### QUESTIONS TO ANSWER
• a. In the court opinion below, condense the paragraph that begins "On January 31, 2006" into a bulleted list, keeping its main facts.
• b. According to the court opinion below, what vehicle did the Parishes buy with the Bank's loan?
• c. Carry the court opinion below forward from its last sentence.

### TEXT SHOWN
+ + + + +

Stanley BANK, Appellee, v. Johnny R. PARISH, et al., Defendants, Bazin Excavating, Inc. and Robert A. Bazin, Appellants.
This court granted review in this case to consider, as a matter of first impression, whether the purchaser of a vehicle who obtained a paper certificate of title from the Kansas Department of Revenue showing no existing liens could take the vehicle free of a bank's properly perfected purchase money security interest in the vehicle which was recorded in the Kansas Department of Revenue's digital records and noted on an electronic certificate of title issued in the name of the original purchasers. We conclude the Court of Appeals panel correctly considered and applied perfection and priority rules under the Uniform Commercial Code (UCC), K.S.A. 84–9–101 et seq., to conclude the purchaser did not take free and clear of the bank's security interest.
Factual and Procedural Background
On January 31, 2006, Stanley Bank (the Bank) loaned $40,000 to Johnny and Kellie Parish to purchase a 2006 GMC Yukon. As security for the loan, the Parishes gave the Bank a security interest in the Yukon. That same day, the Bank filed a notice of security interest (NOSI) with the Kansas Department of Revenue (KDOR) utilizing the KDOR's motor vehicle electronic lien filing system. On April 3, 2006, the Parishes applied for a title and registered the vehicle in their name. The KDOR provided a title and registration receipt to the Parishes reflecting the Bank's lien on the Yukon. K.S.A.2012 Supp. 8–135d requires the KDOR to retain such a lien-encumbered title electronically. It is undisputed that at all relevant times hereto, the KDOR's electronic lien system reflected the Bank's perfected lien and the Parishes' electronic title.

+ + + + +

### DATASET RECORDS
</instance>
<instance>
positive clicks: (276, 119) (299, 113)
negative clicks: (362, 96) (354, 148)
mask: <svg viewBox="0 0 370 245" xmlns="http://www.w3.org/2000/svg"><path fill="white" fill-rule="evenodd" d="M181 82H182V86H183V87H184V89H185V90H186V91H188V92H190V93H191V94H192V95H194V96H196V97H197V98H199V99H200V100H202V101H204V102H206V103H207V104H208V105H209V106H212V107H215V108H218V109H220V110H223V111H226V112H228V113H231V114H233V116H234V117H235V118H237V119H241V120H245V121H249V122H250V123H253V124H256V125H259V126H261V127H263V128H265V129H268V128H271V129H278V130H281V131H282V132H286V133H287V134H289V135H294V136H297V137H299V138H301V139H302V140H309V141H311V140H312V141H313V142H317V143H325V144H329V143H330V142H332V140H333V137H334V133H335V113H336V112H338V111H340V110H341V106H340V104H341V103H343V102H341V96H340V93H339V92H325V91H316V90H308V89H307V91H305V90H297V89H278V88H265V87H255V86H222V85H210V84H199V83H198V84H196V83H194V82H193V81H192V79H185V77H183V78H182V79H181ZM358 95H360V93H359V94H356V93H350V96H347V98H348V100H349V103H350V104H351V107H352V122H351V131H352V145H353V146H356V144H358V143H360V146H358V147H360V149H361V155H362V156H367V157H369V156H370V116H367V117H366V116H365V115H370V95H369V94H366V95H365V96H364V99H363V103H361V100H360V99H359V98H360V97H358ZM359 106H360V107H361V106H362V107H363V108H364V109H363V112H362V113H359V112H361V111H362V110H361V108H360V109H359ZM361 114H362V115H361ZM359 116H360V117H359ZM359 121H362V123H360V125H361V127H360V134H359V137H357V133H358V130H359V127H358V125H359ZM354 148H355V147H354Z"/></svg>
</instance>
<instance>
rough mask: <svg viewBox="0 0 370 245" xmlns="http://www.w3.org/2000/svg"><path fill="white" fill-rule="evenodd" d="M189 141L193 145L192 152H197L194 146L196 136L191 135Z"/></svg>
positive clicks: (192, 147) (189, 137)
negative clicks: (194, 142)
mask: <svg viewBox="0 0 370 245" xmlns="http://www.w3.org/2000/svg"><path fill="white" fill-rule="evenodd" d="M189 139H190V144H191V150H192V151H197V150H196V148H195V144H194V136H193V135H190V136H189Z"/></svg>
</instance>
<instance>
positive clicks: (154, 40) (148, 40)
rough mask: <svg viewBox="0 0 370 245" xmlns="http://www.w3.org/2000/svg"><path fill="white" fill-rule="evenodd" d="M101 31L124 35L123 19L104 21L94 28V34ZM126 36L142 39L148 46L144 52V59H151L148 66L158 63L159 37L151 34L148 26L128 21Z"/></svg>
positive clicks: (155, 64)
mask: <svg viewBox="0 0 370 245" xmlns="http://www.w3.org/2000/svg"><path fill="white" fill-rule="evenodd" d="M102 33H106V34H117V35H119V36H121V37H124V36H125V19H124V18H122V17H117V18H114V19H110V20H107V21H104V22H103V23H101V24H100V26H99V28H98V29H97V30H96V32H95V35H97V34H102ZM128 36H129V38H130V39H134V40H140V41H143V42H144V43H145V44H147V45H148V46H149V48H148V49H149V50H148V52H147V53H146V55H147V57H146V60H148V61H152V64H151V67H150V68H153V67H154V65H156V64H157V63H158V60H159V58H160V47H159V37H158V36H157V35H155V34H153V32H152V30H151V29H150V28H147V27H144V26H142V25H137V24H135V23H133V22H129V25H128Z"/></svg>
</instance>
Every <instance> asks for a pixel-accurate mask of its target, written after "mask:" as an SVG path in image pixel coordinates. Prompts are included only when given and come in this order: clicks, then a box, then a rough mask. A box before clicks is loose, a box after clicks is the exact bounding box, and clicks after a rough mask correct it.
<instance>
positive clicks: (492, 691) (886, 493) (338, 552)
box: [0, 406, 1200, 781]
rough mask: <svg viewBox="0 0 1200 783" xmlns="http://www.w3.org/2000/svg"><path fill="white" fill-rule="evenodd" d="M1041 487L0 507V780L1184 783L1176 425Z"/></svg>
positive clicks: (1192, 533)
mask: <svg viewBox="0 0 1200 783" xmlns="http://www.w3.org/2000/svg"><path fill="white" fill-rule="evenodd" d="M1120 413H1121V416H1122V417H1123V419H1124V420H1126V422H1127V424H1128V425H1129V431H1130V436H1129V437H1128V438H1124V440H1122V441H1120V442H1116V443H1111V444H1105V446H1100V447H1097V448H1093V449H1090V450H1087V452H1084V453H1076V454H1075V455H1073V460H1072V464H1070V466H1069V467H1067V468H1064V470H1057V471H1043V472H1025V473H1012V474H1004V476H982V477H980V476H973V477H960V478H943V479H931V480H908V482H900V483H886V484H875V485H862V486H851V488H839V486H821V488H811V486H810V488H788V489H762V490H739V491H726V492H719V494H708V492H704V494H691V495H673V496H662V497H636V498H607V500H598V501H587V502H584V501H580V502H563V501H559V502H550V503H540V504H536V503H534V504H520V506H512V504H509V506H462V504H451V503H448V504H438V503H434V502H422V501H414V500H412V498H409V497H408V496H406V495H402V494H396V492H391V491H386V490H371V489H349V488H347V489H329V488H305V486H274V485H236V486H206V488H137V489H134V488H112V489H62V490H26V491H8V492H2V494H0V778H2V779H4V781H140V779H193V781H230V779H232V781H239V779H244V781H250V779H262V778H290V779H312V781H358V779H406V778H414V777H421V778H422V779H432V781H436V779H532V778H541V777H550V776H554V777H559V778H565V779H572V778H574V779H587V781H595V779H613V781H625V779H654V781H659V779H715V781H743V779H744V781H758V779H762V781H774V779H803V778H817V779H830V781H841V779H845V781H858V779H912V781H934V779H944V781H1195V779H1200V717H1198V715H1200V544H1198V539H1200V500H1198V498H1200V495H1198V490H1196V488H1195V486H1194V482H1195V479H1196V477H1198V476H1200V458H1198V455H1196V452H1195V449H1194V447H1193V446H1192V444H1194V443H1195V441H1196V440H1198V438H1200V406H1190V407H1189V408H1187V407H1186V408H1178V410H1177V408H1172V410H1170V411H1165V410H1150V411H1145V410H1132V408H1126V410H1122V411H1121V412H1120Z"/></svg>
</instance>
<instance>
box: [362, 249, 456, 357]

+ + + + +

### ANSWERS PER TASK
• a.
- On January 31, 2006, Stanley Bank loaned $40,000 to Johnny and Kellie Parish to buy a 2006 GMC Yukon.
- The Parishes gave the Bank a security interest in the Yukon as security for the loan.
- That same day, the Bank filed a notice of security interest (NOSI) with the Kansas Department of Revenue (KDOR) through its motor vehicle electronic lien filing system.
- On April 3, 2006, the Parishes applied for a title and registered the vehicle in their name.
- The KDOR gave the Parishes a title and registration receipt showing the Bank's lien.
- K.S.A.2012 Supp. 8–135d requires the KDOR to keep such a lien-encumbered title electronically.
- It is undisputed that the KDOR's electronic lien system showed the Bank's perfected lien and the Parishes' electronic title at all relevant times.

• b. A 2006 GMC Yukon.

• c.
The Parishes defaulted on the Yukon loan in April 2007 by failing to make payments. In June 2007, Johnny Parish's former employer, Bazin Excavating, Inc. (Bazin Excavating), obtained a money judgment against Parish in an action unrelated to the Yukon. Robert Bazin (Bazin) is the president and sole owner of Bazin Excavating. To satisfy its judgment against Parish, Bazin Excavating obtained a court order authorizing the attachment of Parish's personal property, including the Yukon and a motor home. Both vehicles were seized on July 3, 2007. On or before that date, Bazin saw a copy of the Yukon's title and registration receipt reflecting the Bank's lien.
At the end of August 2007, Bazin Excavating obtained a court order authorizing the sale of the Yukon and the motor home, and filed a notice of sale with the district court indicating the vehicles would be sold at auction on September 21, 2007. Bazin Excavating also sent notice of the sale to the Bank and published notice in a Wyandotte County paper.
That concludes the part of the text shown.